[Start Records provided]

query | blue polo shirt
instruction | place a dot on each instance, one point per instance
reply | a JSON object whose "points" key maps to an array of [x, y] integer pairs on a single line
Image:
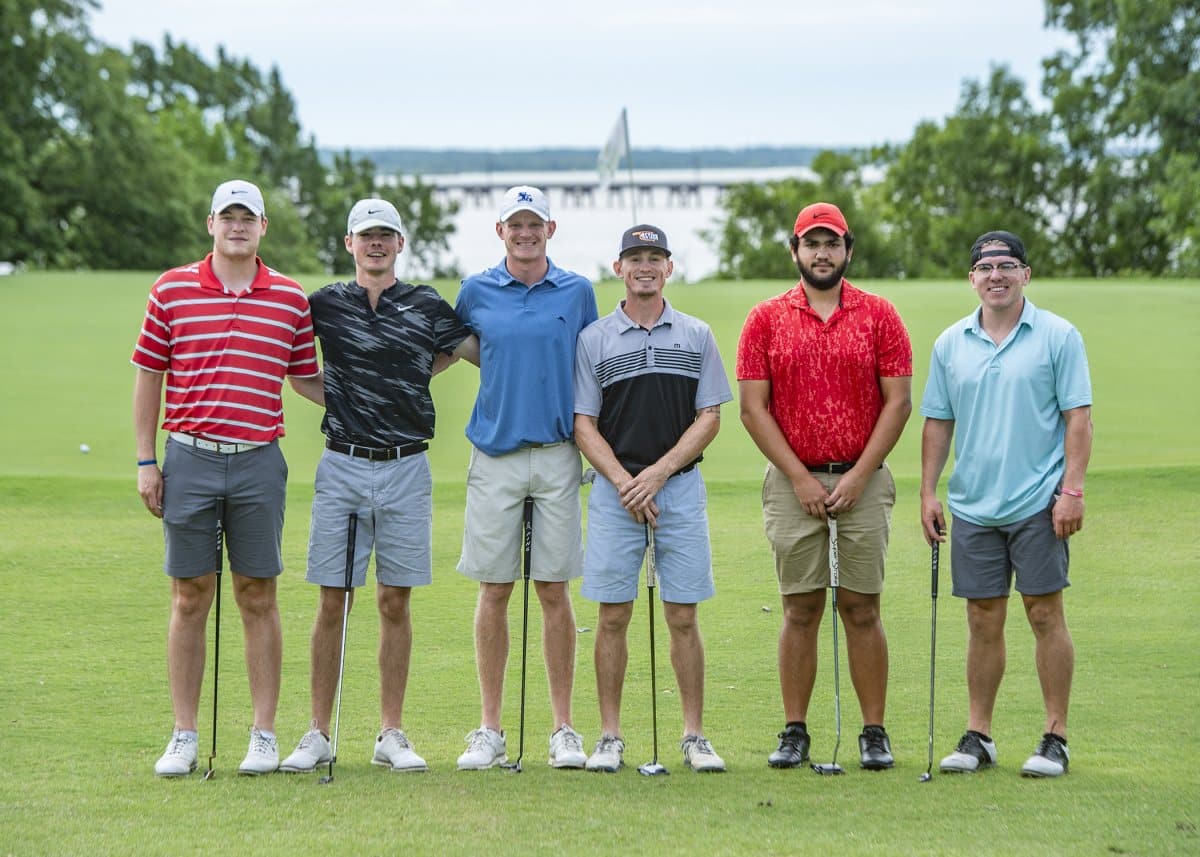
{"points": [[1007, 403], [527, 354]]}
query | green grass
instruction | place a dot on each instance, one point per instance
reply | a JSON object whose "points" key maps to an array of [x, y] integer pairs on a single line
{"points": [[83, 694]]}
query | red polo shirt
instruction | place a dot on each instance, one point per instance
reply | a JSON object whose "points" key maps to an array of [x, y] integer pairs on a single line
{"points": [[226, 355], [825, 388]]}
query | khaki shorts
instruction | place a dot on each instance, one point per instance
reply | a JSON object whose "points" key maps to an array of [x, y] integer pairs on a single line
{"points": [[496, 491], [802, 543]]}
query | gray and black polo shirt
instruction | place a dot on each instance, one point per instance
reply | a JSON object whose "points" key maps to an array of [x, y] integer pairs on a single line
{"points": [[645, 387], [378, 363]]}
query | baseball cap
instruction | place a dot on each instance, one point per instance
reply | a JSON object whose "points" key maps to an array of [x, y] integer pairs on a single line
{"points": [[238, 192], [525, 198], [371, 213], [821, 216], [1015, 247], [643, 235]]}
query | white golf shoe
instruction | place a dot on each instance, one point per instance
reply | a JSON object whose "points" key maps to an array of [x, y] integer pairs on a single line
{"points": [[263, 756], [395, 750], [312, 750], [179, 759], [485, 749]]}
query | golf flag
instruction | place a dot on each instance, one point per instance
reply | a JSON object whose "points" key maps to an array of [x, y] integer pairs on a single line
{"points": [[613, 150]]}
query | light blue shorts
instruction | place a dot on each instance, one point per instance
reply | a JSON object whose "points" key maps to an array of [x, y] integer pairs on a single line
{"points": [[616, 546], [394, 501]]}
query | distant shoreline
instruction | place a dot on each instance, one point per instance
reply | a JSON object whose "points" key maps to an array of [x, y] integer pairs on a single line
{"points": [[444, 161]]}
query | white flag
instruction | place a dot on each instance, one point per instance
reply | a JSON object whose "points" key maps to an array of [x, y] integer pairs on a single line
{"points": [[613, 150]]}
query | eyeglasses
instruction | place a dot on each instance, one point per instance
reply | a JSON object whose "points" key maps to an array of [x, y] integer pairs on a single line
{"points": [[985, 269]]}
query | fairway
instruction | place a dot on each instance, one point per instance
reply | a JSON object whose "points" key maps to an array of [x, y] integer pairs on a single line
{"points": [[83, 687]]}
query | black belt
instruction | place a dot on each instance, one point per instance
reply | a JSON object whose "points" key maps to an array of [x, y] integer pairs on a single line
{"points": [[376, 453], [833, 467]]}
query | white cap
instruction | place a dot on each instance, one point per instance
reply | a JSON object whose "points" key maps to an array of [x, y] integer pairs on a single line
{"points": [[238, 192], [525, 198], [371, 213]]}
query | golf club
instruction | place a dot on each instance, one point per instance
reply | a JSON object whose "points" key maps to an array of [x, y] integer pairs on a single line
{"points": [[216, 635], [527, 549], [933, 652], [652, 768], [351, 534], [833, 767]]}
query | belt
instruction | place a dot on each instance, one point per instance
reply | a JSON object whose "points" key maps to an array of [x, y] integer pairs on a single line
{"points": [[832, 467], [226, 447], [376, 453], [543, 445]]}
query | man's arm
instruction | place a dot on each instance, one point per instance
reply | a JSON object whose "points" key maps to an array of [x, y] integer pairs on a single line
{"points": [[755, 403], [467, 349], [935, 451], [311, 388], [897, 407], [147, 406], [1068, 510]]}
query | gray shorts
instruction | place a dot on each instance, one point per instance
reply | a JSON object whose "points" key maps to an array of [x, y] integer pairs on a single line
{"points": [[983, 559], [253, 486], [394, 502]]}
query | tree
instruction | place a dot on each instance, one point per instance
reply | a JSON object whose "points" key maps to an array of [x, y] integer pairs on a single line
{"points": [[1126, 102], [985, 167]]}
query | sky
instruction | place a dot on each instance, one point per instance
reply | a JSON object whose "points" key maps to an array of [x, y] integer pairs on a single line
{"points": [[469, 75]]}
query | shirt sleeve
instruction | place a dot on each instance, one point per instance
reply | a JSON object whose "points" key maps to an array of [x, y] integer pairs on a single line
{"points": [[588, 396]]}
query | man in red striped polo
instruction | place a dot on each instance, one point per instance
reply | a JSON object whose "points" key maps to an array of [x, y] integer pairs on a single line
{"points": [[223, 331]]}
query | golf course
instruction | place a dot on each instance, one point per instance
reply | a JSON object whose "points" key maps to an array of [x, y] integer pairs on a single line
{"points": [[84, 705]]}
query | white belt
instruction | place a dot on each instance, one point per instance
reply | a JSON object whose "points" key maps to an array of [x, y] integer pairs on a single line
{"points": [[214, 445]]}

[End Records provided]

*Given problem:* Can you rewrite the rows starting at the line "query | golf course" and ending at the last row, swapping "place a dot" for "put a marker" and changing nothing else?

*Result for this task:*
query | golf course
instruction | put a marker on each instance, one point per instance
reply | a JSON object whose "points" key maps to an array of [x, y] integer pairs on a single line
{"points": [[84, 705]]}
query | white belt
instruction | put a marker on each instance, one point per instance
reply | a JSON object whose "points" key maps to an array of [x, y] integer pairs on a single line
{"points": [[214, 445]]}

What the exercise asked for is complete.